TEXTO ::
◇ ◇ ◇ ◇ ◇ ◇ ◇

La paz como
alternativa: Lemaitre y Echenoz
En la última
sesión del curso comparamos dos novelas sobre la llamada Gran Guerra
(1914-1918), cuyos autores, Pierre Lemaitre y Jean Echenoz, comparten temática
y nacionalidad. Ambos critican los excesos y terribles efectos de la guerra y
ambos son franceses, premiados con el prestigioso Goncourt. Ahí se acaban las
similitudes, pues sus respectivas obras no pueden ser más distintas. A
reflexionar sobre estas y otras cuestiones dedicamos este comentario con el que
cerramos el club de lectura en la primavera de 2015.
Nos vemos
allá arriba de Pierre Lemaitre
Respecto a la
guerra, Lemaitre denuncia en primer lugar la estupidez e ineficacia de aquellos que la promueven y gestionan, tanto
civiles como militares. La corrupción, asociada al negocio de las armas y la
muerte, aparece como fondo temático, y afecta tanto a los nuevos ricos como a
las élites económicas y políticas que ostentan y mantienen el poder. Con una
estructura lineal y en paralelo se
alternan dos historias, en torno a las
cuales se reúnen a dos clases de personajes: las víctimas, Édouard Péricourt y Albert Maillard, que han sufrido el dolor y el miedo del combate, y el
grupo de los que han permanecido siempre en el perímetro de la confrontación,
como los miembros de la acomodada familia Péricourt y sus sumisos
colaboradores. La fragmentación y alternancia de las dos líneas argumentales
configura un relato, en el que la dosificación de la tensión narrativa atrapa
desde el comienzo la atención del lector, asegurándose así la amenidad de la
novela, muy similar a la de los best seller en que se inspira.
La dualidad
argumental tiene su correlato en los dos espacios en que transcurren los
hechos: los suburbios parisinos en contraste con el centro de una ciudad, donde
las mansiones de los ricos y las amplias avenidas y bulevares acogen modos de
vida muy diferentes. Mientras los
excombatientes Albert y Édouard luchan por una supervivencia tanto
física como psicológica, en que las penurias y el hambre ahogan su presente y
su futuro, los acaudalados burgueses se entretienen, tanto en atenuar sus
heridas interiores como en intentar ser felices o aprovechar las circunstancias
para enriquecerse con dudosas actividades. Así, el señor Péricourt proyecta
monumentos funerarios para honrar a un hijo que
rechazó en el pasado; su hija Madeleine espera hacer una buena boda con
el apuesto y arribista Henri D´Aulnay-Pradelle, un aristócrata venido a menos,
que necesita urgentemente dinero para restaurar sus ruinosos castillos y
decadentes blasones.

◇ ◇ ◇ ◇ ◇ ◇ ◇

MATERIAL PRESENTADO ::

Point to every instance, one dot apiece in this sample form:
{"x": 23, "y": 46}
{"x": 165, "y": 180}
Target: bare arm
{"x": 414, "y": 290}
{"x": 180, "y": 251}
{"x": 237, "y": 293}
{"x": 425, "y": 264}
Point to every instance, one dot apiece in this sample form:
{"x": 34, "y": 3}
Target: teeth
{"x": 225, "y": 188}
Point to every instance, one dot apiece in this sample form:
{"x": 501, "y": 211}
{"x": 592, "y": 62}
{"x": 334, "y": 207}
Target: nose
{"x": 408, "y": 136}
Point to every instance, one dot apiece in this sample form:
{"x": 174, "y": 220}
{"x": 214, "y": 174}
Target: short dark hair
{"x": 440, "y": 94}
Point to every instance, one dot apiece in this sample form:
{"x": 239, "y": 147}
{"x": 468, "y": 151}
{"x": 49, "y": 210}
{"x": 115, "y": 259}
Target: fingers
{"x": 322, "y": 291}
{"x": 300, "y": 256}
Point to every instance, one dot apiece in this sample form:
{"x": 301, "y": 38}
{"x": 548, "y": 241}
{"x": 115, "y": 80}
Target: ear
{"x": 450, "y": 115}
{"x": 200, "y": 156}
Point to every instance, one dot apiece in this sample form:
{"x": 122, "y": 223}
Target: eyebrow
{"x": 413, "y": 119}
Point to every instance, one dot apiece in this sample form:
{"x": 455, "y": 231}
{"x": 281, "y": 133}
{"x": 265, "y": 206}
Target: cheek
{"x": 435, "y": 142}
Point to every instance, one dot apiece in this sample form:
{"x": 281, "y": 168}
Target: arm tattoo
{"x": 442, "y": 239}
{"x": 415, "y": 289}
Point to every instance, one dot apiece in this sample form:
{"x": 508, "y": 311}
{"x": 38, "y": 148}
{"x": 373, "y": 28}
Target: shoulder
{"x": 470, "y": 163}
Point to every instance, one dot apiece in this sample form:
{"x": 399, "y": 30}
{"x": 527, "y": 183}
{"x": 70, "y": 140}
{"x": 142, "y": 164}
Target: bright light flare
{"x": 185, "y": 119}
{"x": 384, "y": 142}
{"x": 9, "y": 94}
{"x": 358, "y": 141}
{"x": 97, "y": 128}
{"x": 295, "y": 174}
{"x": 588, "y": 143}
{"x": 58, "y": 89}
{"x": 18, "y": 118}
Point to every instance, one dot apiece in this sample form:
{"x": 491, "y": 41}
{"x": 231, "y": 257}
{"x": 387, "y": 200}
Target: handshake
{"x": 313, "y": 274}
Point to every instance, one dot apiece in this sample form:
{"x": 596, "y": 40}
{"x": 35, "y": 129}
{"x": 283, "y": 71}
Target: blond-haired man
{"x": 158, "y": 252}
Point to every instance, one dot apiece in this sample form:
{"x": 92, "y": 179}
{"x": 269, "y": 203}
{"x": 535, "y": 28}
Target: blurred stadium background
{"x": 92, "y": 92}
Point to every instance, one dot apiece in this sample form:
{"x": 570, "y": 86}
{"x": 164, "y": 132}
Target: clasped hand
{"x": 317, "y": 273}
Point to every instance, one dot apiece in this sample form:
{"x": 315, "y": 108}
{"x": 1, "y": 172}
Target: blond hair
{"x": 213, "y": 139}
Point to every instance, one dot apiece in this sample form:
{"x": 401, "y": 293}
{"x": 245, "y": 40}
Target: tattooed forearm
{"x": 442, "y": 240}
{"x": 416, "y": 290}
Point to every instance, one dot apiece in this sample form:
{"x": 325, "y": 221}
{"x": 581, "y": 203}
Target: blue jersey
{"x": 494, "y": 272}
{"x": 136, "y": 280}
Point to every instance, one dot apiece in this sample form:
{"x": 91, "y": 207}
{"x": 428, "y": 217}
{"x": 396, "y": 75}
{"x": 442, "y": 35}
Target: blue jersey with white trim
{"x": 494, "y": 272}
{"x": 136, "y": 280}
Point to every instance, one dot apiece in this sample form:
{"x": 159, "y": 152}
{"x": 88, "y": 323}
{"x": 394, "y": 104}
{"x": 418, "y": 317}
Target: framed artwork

◇ ◇ ◇ ◇ ◇ ◇ ◇

TAREA A ::
¿Qué premio recibieron los dos autores franceses comparados en el texto?
TAREA B ::
Extrae de los registros, por favor, cada línea que contenga la cadena "jersey", distinguiendo entre mayúsculas y minúsculas.
El texto y los registros no tienen relación entre sí.

RESPUESTA FINAL A ::
El prestigioso premio Goncourt.

RESPUESTA FINAL B ::
Target: blue jersey
Target: blue jersey with white trim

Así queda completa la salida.